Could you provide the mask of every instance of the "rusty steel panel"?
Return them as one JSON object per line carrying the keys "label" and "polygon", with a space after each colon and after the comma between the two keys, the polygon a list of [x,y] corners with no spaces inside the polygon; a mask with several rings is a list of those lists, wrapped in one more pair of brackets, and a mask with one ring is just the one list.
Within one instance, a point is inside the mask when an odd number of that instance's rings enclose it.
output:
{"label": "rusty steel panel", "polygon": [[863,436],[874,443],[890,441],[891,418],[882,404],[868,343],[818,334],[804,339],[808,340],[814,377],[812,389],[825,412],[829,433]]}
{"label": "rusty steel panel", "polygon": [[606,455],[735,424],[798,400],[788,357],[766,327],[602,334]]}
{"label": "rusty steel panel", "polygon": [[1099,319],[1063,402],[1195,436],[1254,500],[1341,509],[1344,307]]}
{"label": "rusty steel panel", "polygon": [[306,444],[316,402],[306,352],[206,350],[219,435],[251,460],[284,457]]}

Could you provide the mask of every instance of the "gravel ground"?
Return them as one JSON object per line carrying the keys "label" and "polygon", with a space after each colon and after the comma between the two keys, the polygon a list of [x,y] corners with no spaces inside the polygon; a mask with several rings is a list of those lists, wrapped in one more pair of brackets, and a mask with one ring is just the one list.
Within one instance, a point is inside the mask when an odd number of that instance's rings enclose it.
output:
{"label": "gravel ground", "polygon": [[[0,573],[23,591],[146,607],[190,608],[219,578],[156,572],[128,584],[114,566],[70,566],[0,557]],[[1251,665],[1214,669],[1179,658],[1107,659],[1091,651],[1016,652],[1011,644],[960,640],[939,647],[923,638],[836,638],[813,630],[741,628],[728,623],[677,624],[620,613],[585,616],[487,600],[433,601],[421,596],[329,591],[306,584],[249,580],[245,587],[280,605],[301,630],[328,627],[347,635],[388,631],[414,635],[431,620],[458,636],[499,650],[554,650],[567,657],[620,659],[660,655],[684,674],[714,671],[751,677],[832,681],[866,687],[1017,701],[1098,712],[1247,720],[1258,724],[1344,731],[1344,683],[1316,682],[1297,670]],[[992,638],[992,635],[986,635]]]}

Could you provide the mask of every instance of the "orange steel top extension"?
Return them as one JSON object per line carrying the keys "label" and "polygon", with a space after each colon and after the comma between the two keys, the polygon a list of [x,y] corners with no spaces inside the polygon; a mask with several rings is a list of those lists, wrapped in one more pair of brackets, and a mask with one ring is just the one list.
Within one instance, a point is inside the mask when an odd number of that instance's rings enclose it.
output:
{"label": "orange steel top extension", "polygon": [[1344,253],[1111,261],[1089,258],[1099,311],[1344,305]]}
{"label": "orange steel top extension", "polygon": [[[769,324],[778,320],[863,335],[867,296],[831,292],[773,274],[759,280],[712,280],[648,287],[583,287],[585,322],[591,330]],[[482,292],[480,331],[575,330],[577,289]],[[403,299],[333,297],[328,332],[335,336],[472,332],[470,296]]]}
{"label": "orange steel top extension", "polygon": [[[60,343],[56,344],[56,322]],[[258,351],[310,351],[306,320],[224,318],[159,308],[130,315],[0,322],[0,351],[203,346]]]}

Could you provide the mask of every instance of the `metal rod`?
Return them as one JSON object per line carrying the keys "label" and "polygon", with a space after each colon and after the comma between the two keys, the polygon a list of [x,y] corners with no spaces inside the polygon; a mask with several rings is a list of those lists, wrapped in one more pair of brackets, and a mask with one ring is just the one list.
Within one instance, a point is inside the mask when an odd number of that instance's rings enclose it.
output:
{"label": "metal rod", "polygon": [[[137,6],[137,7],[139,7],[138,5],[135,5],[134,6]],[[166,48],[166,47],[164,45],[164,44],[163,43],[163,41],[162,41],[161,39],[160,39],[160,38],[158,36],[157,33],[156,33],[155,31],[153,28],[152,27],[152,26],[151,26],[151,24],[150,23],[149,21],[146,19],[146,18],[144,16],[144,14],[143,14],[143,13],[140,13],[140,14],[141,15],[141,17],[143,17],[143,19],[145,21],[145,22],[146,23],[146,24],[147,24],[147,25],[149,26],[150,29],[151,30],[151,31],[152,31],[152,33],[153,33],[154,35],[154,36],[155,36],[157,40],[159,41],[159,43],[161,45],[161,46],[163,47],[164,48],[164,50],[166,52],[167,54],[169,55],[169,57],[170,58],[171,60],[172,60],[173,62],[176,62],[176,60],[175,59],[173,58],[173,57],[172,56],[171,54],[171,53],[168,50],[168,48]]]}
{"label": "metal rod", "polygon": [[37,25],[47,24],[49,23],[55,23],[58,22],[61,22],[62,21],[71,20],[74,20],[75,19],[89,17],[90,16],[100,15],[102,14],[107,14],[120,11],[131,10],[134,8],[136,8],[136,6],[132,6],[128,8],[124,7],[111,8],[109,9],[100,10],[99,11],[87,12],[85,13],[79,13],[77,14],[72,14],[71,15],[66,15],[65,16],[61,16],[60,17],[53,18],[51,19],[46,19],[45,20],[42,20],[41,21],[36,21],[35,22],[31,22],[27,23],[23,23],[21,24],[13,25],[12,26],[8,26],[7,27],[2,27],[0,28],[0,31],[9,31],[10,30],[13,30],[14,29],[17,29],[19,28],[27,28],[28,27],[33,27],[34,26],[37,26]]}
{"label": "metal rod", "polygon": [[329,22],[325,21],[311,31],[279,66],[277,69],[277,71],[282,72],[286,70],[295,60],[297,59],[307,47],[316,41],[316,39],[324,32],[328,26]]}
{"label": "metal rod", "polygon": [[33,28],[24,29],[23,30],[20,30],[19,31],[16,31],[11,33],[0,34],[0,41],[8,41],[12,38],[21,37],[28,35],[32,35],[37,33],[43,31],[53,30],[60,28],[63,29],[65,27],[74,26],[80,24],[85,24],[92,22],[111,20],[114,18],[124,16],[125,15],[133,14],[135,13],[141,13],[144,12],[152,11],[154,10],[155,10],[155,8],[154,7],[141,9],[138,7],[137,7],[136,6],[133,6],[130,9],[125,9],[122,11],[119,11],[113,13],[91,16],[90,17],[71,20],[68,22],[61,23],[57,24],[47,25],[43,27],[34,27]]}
* * *
* **WORK TO COMPLETE**
Print every entry exactly as written.

* **TASK OUTPUT**
Could you provide the mask of every instance of the "rusty steel panel"?
Return them as one JSON object per line carrying the keys "label" and "polygon", with a space after each colon and after the comma between the two keys, the polygon a list of [x,y] corners with no spaces inside the polygon; a mask with several rings is a list of those lists, wrapped in one more pair of brackets, and a mask with one ring is just the one list.
Within one instance, a point is inside the mask when an odd number of that instance's rings enclose it.
output:
{"label": "rusty steel panel", "polygon": [[863,436],[874,443],[890,441],[891,418],[882,404],[868,343],[818,334],[804,339],[808,340],[814,377],[812,389],[825,412],[829,433]]}
{"label": "rusty steel panel", "polygon": [[606,455],[735,424],[798,400],[788,357],[766,327],[602,334]]}
{"label": "rusty steel panel", "polygon": [[1099,319],[1063,402],[1195,436],[1254,500],[1341,509],[1344,307]]}
{"label": "rusty steel panel", "polygon": [[306,444],[316,402],[306,352],[206,350],[219,435],[251,460],[284,457]]}

Could you provide the mask of every instance of the "gravel ground"?
Return them as one JSON object per line carrying the keys "label" and "polygon", with a space after each colon and after the comma between the two keys, the polygon a list of [x,y] corners with no spaces inside the polygon; a mask with several rings is a list of those lists, wrapped in one more pair of brackets, and a mask with one ring is just the one list.
Within one instance, a point is inside the mask when an odd number of that instance's rings enclose it.
output:
{"label": "gravel ground", "polygon": [[[0,573],[23,591],[146,607],[190,608],[219,578],[156,572],[128,584],[114,566],[70,566],[0,557]],[[1251,665],[1214,669],[1179,658],[1107,659],[1091,651],[1016,652],[1011,644],[960,640],[939,647],[923,638],[836,638],[813,630],[741,628],[728,623],[677,624],[620,613],[585,616],[487,600],[433,601],[421,596],[329,591],[306,584],[249,580],[245,587],[280,605],[301,630],[328,627],[347,635],[388,631],[414,635],[431,620],[458,636],[499,650],[554,650],[567,657],[620,659],[660,655],[684,674],[714,671],[751,677],[832,681],[866,687],[1017,701],[1098,712],[1247,720],[1258,724],[1344,731],[1344,683],[1316,682],[1297,670]],[[992,638],[992,635],[986,635]]]}

Could you provide the mask of every instance of the "orange steel top extension"?
Return them as one JSON object per line carrying the keys "label" and "polygon", with a space after each colon and after the comma between the two keys, the polygon a list of [x,y] corners with no spaces inside the polygon; a mask with several rings is a list of those lists, wrapped in one more pair of brackets, and a mask with one ring is just the one list.
Within one instance, a point is inside the mask when an odd number of that instance's rings enclose it.
output:
{"label": "orange steel top extension", "polygon": [[1344,253],[1111,261],[1089,258],[1099,311],[1344,305]]}
{"label": "orange steel top extension", "polygon": [[[769,324],[778,320],[863,335],[867,296],[831,292],[773,274],[759,280],[712,280],[648,287],[583,287],[585,322],[591,330]],[[482,292],[480,331],[575,330],[577,289]],[[403,299],[333,297],[328,332],[335,336],[472,332],[470,296]]]}
{"label": "orange steel top extension", "polygon": [[[60,343],[56,344],[56,322]],[[258,351],[310,351],[306,320],[224,318],[159,308],[130,315],[0,322],[0,351],[203,346]]]}

Could you provide the mask of every instance of the `metal rod`?
Return them as one JSON object per line carrying the keys "label" and "polygon", with a space after each colon and after the comma between the two keys, the polygon a list of [x,y] corners with no spaces inside the polygon; a mask with several rings is a list of those lists, wrapped in one more pair of brackets, and a mask with one ring is just the one list.
Within one instance, a point is inside the mask when an odd number of that instance's rings enclose it.
output:
{"label": "metal rod", "polygon": [[[137,6],[137,7],[139,7],[138,5],[135,5],[134,6]],[[166,48],[166,47],[164,45],[164,44],[163,43],[163,41],[162,41],[161,39],[160,39],[160,38],[158,36],[157,33],[156,33],[155,31],[153,28],[152,27],[152,26],[151,26],[151,24],[150,23],[149,21],[146,19],[146,18],[144,16],[144,14],[143,14],[143,13],[140,13],[140,14],[141,15],[141,17],[143,17],[143,19],[145,21],[145,22],[146,23],[146,24],[147,24],[147,25],[149,26],[150,29],[151,30],[151,31],[152,31],[152,33],[153,33],[154,35],[154,36],[155,36],[157,40],[159,41],[159,43],[161,45],[161,46],[163,47],[164,48],[164,50],[166,52],[167,54],[169,55],[169,57],[170,58],[171,60],[172,60],[173,62],[176,62],[176,60],[175,59],[173,58],[173,57],[172,56],[171,54],[171,53],[168,50],[168,48]]]}
{"label": "metal rod", "polygon": [[37,25],[47,24],[49,23],[55,23],[58,22],[61,22],[62,21],[71,20],[74,20],[75,19],[89,17],[90,16],[100,15],[102,14],[107,14],[120,11],[131,10],[134,8],[136,8],[136,6],[132,6],[128,8],[124,7],[111,8],[109,9],[100,10],[99,11],[87,12],[85,13],[79,13],[77,14],[72,14],[71,15],[66,15],[65,16],[61,16],[60,17],[53,18],[51,19],[46,19],[45,20],[42,20],[41,21],[36,21],[35,22],[31,22],[27,23],[23,23],[21,24],[13,25],[12,26],[8,26],[7,27],[2,27],[0,28],[0,31],[9,31],[10,30],[13,30],[14,29],[17,29],[19,28],[27,28],[28,27],[33,27],[34,26],[37,26]]}
{"label": "metal rod", "polygon": [[329,22],[325,21],[311,31],[279,66],[277,69],[277,71],[282,72],[286,70],[295,60],[297,59],[307,47],[316,41],[316,39],[324,32],[328,26]]}
{"label": "metal rod", "polygon": [[33,28],[24,29],[23,30],[20,30],[19,31],[16,31],[11,33],[0,34],[0,41],[8,41],[12,38],[21,37],[28,35],[32,35],[37,33],[43,31],[53,30],[60,28],[63,29],[65,27],[74,26],[80,24],[85,24],[92,22],[111,20],[114,18],[124,16],[125,15],[133,14],[135,13],[141,13],[144,12],[152,11],[154,10],[155,10],[155,8],[154,7],[141,9],[138,7],[137,7],[136,6],[133,6],[130,9],[125,9],[122,11],[119,11],[113,13],[91,16],[90,17],[71,20],[68,22],[61,23],[57,24],[47,25],[43,27],[34,27]]}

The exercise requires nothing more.